> _The data_:
%%
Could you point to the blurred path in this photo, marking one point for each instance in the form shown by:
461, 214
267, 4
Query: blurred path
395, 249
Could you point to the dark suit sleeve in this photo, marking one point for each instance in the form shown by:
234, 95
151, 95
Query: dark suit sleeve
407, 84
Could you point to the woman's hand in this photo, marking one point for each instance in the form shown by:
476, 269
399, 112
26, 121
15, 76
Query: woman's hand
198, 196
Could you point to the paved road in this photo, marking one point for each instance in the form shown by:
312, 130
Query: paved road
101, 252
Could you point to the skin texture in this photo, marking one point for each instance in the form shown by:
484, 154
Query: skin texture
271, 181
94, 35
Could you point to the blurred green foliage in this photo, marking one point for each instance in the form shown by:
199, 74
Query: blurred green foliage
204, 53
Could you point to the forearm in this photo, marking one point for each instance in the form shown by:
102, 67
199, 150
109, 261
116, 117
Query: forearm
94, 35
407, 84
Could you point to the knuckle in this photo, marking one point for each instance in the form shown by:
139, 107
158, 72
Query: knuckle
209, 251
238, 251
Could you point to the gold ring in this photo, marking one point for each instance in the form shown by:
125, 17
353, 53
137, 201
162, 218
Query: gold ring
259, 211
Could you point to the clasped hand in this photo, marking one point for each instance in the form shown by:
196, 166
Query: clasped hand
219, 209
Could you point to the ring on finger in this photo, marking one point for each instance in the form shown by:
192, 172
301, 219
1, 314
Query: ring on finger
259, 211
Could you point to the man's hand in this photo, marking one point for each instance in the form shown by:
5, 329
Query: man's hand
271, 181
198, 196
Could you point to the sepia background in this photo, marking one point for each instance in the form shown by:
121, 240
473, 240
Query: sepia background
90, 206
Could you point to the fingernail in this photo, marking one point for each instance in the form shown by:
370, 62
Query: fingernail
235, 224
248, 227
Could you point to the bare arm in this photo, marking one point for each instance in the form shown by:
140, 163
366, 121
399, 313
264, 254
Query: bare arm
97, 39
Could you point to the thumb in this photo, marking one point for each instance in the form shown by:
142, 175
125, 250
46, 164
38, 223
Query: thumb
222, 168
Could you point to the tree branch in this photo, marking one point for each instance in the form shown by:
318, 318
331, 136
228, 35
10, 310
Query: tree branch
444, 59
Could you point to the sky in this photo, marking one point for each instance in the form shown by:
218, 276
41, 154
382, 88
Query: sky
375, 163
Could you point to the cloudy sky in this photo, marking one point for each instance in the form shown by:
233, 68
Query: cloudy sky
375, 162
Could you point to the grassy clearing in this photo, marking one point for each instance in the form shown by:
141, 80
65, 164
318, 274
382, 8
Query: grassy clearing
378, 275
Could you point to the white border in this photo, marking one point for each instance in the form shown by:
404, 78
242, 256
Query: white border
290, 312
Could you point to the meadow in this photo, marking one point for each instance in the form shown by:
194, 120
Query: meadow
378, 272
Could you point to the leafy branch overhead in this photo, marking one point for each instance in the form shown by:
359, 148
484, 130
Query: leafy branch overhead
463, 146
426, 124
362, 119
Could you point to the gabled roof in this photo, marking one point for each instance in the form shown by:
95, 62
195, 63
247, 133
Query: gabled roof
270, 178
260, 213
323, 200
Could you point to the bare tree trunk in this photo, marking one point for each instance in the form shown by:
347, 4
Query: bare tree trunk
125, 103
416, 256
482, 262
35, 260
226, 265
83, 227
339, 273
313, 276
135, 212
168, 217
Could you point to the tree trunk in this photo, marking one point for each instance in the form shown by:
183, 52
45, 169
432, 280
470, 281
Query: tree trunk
%%
> _Aim of the task_:
Please print all of the lines above, each one unchanged and in the same order.

> _Exercise response_:
Could you point to the blurred path in this photo, marking one point for each instance in the form shown by:
461, 214
267, 4
Query: blurred path
395, 249
Could you point to the dark suit sleeve in this photo, marking one point for each instance in the form shown by:
234, 95
151, 95
Query: dark suit sleeve
407, 84
Could you point to the woman's hand in this photo, marking one point for each instance in the form shown by:
476, 269
399, 112
26, 121
15, 76
Query: woman's hand
198, 196
Could you point to the paved road in this photo, marking one point for each instance in the form shown by:
312, 130
Query: paved road
101, 252
Could you point to the skin texture in this photo, marking one point for each instance in the form shown by:
484, 154
Query: skin texture
271, 181
94, 35
Could you point to the blurred green foliage in this photo, marking one point for each instance in the form shown by:
199, 74
Query: blurred green foliage
204, 53
Could you point to the forearm in this photo, marking one point for each instance in the form shown by:
102, 67
199, 150
109, 261
116, 117
Query: forearm
94, 35
407, 84
Could you point to the knuckle in this photo, marking one point for each instance in the form shown by:
139, 107
158, 72
Query: knuckle
209, 251
238, 251
Could you point to the gold ring in this photo, marking one point for each instance in the form shown by:
125, 17
353, 53
137, 201
162, 218
Query: gold ring
259, 211
Could you point to the clasped hand in this photo, marking one point for each instance in the form shown by:
196, 166
Query: clasped hand
219, 209
Could you point to the ring on finger in this photo, marking one point for each instance in the form shown by:
192, 172
301, 219
1, 314
Query: ring on finger
259, 211
Could you point to the man's hand in this photo, marking one point for each instance in the form shown by:
5, 329
Query: man's hand
271, 181
198, 196
Could you point to the sepia background in this photo, marking one point for each instance in the form shown by:
121, 240
473, 240
Query: sepia background
90, 206
Could you point to the fingernail in this photo, marking one point for each instance in the form shown by:
370, 62
Query: fingernail
235, 224
248, 227
Could you point to the bare arm in this photo, marking one point for each instance in the form shown by:
140, 163
366, 121
399, 313
264, 254
Query: bare arm
97, 39
Could you point to the thumb in this photo, marking one point for each instance in the form shown by:
142, 175
125, 250
46, 164
38, 223
Query: thumb
222, 168
Could you point to the tree branch in this photo, marking one point for each instance in the form shown by:
318, 318
331, 136
228, 35
10, 310
Query: tree branch
444, 59
Could you point to the sky in this photo, marking one point for each instance in the form shown by:
218, 276
41, 154
382, 88
Query: sky
375, 163
Could you point to the cloudy sky in this photo, marking one point for each instance in the form shown by:
233, 68
Query: cloudy sky
375, 162
Could you point to the grassy clearing in this photo, marking one point for each instance in the form shown by:
141, 80
65, 164
318, 274
382, 8
Query: grassy clearing
378, 275
Could you point to the white border in this photo, marking one point for each instance in the form shown by:
404, 78
242, 256
Query: white border
290, 312
Could you point to the meadow in this photo, marking one point for each instance in the form shown by:
194, 120
Query: meadow
378, 272
Could you point to the leafy branch overhead in this photo, marking one point for each instance in the form shown by:
359, 148
484, 130
Query: leafy branch overhead
463, 146
426, 124
362, 119
Could you point to the gabled roof in this photo, marking one point for each instance in the form shown by:
95, 62
195, 63
247, 133
Query: gabled roof
270, 178
260, 213
323, 200
Could you point to the bare tree trunk in this photo, marking one point for each instance in the form shown by:
347, 4
Query: bare tree trunk
125, 103
416, 256
482, 262
35, 260
226, 265
83, 227
339, 273
313, 276
135, 212
168, 217
Could you point to the tree trunk in this photo, marking one point for each instance in the form shown by:
183, 52
45, 169
432, 280
470, 281
Query: tree trunk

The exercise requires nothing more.